* [Your instructions]: Copy down the listing below exactly, please, including every line.

#####

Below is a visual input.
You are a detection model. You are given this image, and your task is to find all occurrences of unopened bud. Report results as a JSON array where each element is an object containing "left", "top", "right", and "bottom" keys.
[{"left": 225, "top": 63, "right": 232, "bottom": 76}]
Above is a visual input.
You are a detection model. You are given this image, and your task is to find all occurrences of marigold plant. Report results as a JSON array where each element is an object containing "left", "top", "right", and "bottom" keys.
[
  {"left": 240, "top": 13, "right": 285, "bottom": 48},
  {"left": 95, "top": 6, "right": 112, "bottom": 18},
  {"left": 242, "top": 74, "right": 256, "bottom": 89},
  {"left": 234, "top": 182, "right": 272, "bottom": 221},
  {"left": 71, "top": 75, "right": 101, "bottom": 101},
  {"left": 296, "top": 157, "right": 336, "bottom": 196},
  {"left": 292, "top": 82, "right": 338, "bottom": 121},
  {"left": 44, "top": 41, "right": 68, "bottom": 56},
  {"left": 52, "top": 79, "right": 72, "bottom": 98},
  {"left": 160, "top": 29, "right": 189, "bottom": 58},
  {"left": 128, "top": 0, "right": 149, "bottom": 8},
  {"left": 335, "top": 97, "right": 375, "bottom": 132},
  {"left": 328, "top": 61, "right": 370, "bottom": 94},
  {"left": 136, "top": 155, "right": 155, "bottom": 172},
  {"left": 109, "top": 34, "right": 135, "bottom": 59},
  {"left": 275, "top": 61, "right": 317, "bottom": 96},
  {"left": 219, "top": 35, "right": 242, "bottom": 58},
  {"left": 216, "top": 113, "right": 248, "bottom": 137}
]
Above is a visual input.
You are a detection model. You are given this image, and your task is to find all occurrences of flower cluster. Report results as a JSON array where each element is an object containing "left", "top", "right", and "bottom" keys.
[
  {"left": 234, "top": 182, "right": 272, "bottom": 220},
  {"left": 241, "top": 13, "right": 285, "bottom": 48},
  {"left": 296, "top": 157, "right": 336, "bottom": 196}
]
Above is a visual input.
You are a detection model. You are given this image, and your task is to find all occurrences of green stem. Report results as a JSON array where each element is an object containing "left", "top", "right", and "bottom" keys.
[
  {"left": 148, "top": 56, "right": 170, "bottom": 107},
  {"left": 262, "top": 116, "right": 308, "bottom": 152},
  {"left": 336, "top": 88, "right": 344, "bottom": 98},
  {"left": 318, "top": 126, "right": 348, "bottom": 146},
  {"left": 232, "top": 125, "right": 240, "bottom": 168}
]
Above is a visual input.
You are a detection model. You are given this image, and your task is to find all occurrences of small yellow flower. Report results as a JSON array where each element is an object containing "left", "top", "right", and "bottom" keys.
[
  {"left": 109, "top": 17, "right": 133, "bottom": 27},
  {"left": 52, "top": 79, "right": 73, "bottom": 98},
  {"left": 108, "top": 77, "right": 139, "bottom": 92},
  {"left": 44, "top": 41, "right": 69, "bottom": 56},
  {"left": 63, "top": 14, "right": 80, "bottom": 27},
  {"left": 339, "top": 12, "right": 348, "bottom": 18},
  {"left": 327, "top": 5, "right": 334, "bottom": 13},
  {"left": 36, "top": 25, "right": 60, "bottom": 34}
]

#####

* [Result]:
Below is a visual input.
You are a detection model. You are given this image, and your task is to find all occurrences of unopened bud. Report results as a JSON array where each element is an object containing "left", "top", "right", and "bottom" keys.
[{"left": 225, "top": 63, "right": 232, "bottom": 76}]
Above is a visual input.
You are a detection model. You are given this image, and your task is to find all occurrences of marigold plant. Report results as a JSON array where each element is an object containing "left", "top", "right", and "bottom" keys.
[
  {"left": 240, "top": 13, "right": 285, "bottom": 48},
  {"left": 95, "top": 6, "right": 112, "bottom": 18},
  {"left": 242, "top": 74, "right": 256, "bottom": 89},
  {"left": 234, "top": 182, "right": 272, "bottom": 221},
  {"left": 71, "top": 75, "right": 101, "bottom": 101},
  {"left": 296, "top": 157, "right": 336, "bottom": 196},
  {"left": 292, "top": 82, "right": 338, "bottom": 121},
  {"left": 44, "top": 41, "right": 68, "bottom": 56},
  {"left": 52, "top": 79, "right": 72, "bottom": 98},
  {"left": 160, "top": 29, "right": 189, "bottom": 58},
  {"left": 128, "top": 0, "right": 149, "bottom": 8},
  {"left": 335, "top": 97, "right": 375, "bottom": 132},
  {"left": 328, "top": 61, "right": 370, "bottom": 94},
  {"left": 136, "top": 155, "right": 155, "bottom": 172},
  {"left": 109, "top": 34, "right": 135, "bottom": 59},
  {"left": 275, "top": 61, "right": 317, "bottom": 96},
  {"left": 219, "top": 35, "right": 242, "bottom": 58},
  {"left": 216, "top": 113, "right": 248, "bottom": 137}
]
Above is a visual input.
You are a detection model. You are given this image, and your task is to find all occurrences of flower cluster. Report results as a JSON array where each element is an object containing "left", "top", "right", and "bottom" keys.
[
  {"left": 234, "top": 182, "right": 272, "bottom": 220},
  {"left": 241, "top": 13, "right": 285, "bottom": 48},
  {"left": 296, "top": 157, "right": 336, "bottom": 196}
]
Above is a visual input.
You are a detection model. You are given this image, and your task is to find all occurrences of green stem. Report results as a JSON array where each element is an object containing "left", "top", "right", and "bottom" keys.
[
  {"left": 148, "top": 56, "right": 170, "bottom": 107},
  {"left": 262, "top": 116, "right": 308, "bottom": 152},
  {"left": 336, "top": 88, "right": 344, "bottom": 98},
  {"left": 318, "top": 126, "right": 348, "bottom": 146},
  {"left": 232, "top": 125, "right": 240, "bottom": 168}
]
Above is a visual input.
You are a detection model. You are given this image, and your task is to find all occurrences of small yellow flower. Report results as a JSON array where each element is an object containing "left", "top", "right", and "bottom" keys.
[
  {"left": 109, "top": 17, "right": 133, "bottom": 27},
  {"left": 52, "top": 79, "right": 73, "bottom": 98},
  {"left": 108, "top": 77, "right": 139, "bottom": 92},
  {"left": 44, "top": 41, "right": 69, "bottom": 56},
  {"left": 63, "top": 14, "right": 80, "bottom": 27},
  {"left": 339, "top": 12, "right": 348, "bottom": 18},
  {"left": 327, "top": 5, "right": 334, "bottom": 13},
  {"left": 36, "top": 25, "right": 60, "bottom": 34}
]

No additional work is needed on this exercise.